Réforme des retraites : 12 milliards de mesures de redressement à trouver
Un document fourni par le gouvernement aux partenaires sociaux vendredi précise les besoins de financement du système de retraites à moyen terme. L'âge pivot à 64 ans en 2027 permettrait de les combler, mais d'autres pistes vont être débattues dans le cadre de la conférence financière qui va s'ouvrir fin janvier.
Par Solveig Godeluck, Étienne Lefebvre
L'instauration d'un âge pivot dès 2022 va être retirée du projet de loi soumis en Conseil des ministres. C'était la condition pour que les syndicats réformistes s'engagent dans la conférence financière visant à garantir l'équilibre des retraites.
Mais cette mesure n'a pas fini d'animer les débats. Selon le document distribué vendredi à Matignon aux partenaires sociaux, l'instauration progressive d'un « âge d'équilibre » à 64 ans, assorti d'une décote de 5 % par an, permettrait de faire rentrer 12 milliards d'euros dans les caisses en 2027, date butoir fixée par le projet de loi retraite pour retrouver l'équilibre. Or 12 milliards, c'est justement le besoin de financement estimé par le gouvernement dans ce même document.
Le Conseil d'orientation des retraites avait montré en novembre dans un rapport qu'il faudrait trouver entre 10 et 21 milliards d'euros pour financer le système en 2027. Pour le seul régime général, le déficit devrait atteindre 8 milliards à cette date, fonds de solidarité vieillesse inclus. Au final, pour l'exécutif, c'est donc 12 milliards de mesures de redressement qu'il faudra trouver dans le cadre de la conférence financière. On est loin de l'épaisseur du trait évoquée par les syndicats jusque-là.
Doucher les espoirs inconsidérés
Pour revenir à l'équilibre, sans âge pivot, il faudrait ainsi augmenter la durée de cotisation à 44,5 ans en 2025, souligne l'exécutif. A ce stade, la réforme Touraine de 2014 a prévu de passer de 41,5 ans aujourd'hui à 43 ans en 2032. Ce levier, s'il est retenu, ne pourra donc suffire (le rythme de hausse serait bien trop brutal).
Les réserves pourront par ailleurs être utilisées. Mais selon le document de Matignon, le montant des actifs du Fonds de réserve des retraites est retombé à 32,7 milliards mi-2019. Et du fait du versement annuel de 2,1 milliards d'euros à la Cades, et des 4,9 milliards d'euros à rendre à terme au régime des industries électriques et gazières, moins de 17 milliards d'euros seulement étaient mobilisables en juin.

______________________________

• _Énoncé 1_
Résumez en deux phrases l'article sur le financement de la réforme des retraites.
• _Énoncé 2_
Rédigez la suite de l'article sur le financement de la réforme des retraites, en reprenant après sa dernière phrase.
Le listing qui suit n'est pas utile ici.

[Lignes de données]
______________________________

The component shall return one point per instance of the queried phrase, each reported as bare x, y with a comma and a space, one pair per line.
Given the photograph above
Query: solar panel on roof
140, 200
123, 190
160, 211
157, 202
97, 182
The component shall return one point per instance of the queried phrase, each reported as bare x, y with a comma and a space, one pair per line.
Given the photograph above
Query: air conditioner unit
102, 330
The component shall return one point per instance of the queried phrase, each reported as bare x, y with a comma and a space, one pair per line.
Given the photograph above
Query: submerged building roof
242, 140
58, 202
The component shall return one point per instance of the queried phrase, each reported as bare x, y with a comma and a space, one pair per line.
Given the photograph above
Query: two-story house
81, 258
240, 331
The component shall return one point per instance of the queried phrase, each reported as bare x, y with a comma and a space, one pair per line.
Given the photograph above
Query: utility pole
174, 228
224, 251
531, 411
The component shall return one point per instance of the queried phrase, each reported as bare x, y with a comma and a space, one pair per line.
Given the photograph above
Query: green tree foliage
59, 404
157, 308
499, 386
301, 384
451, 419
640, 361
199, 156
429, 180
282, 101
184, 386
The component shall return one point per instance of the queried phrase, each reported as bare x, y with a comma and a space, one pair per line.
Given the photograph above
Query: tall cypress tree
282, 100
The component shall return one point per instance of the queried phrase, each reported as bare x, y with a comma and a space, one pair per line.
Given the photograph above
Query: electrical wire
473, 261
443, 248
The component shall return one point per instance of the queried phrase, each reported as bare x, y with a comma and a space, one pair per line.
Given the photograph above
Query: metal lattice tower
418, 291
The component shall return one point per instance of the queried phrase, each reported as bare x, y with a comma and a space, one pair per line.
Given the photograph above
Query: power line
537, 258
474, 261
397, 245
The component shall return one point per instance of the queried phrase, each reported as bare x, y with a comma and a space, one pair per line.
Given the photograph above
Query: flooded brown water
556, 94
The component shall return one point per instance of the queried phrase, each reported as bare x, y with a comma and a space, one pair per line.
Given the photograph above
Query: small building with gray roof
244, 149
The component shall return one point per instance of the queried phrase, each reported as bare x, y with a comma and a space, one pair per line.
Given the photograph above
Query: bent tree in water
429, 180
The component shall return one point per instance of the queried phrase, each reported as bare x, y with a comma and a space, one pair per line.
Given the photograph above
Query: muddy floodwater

______________________________

• _Réponse rédigée 1_
Selon un document remis par le gouvernement aux partenaires sociaux, 12 milliards d'euros de mesures de redressement seront nécessaires pour équilibrer les retraites en 2027, somme que couvrirait l'instauration progressive d'un âge d'équilibre à 64 ans avec une décote de 5 % par an, même si l'âge pivot dès 2022 est retiré du projet de loi. Sans âge pivot, il faudrait porter la durée de cotisation à 44,5 ans en 2025, et les réserves mobilisables du Fonds de réserve des retraites étaient inférieures à 17 milliards d'euros en juin.

• _Réponse rédigée 2_
Reste donc les hausses de cotisations - mais sans augmentation du coût du travail - et éventuellement une revalorisation des pensions plus faible que l'inflation - mais ce levier est très peu populaire. Sur le volet recettes, plusieurs pistes seront explorées. D'abord, le transfert de recettes existantes vers les régimes de retraite, comme la contribution des entreprises au Fonds national d'aide au logement . Cette cotisation qui vient d'être réformée via la loi Pacte est attendue à 2,6 milliards d'euros en 2020. Le FNAL finance les allocations logement.
Autre piste : augmenter la cotisation de 2,81 % qui va être mise en place en 2025 dès le premier euro de salaire, et dont la caractéristique est qu'elle n'ouvre pas de droits. C'est une cotisation solidaire qui vient équilibrer le régime. L'Unsa voudrait ne l'augmenter que pour les salaires de plus de 10.000 euros par mois (son rendement serait néanmoins bien plus important en touchant l'ensemble des salaires).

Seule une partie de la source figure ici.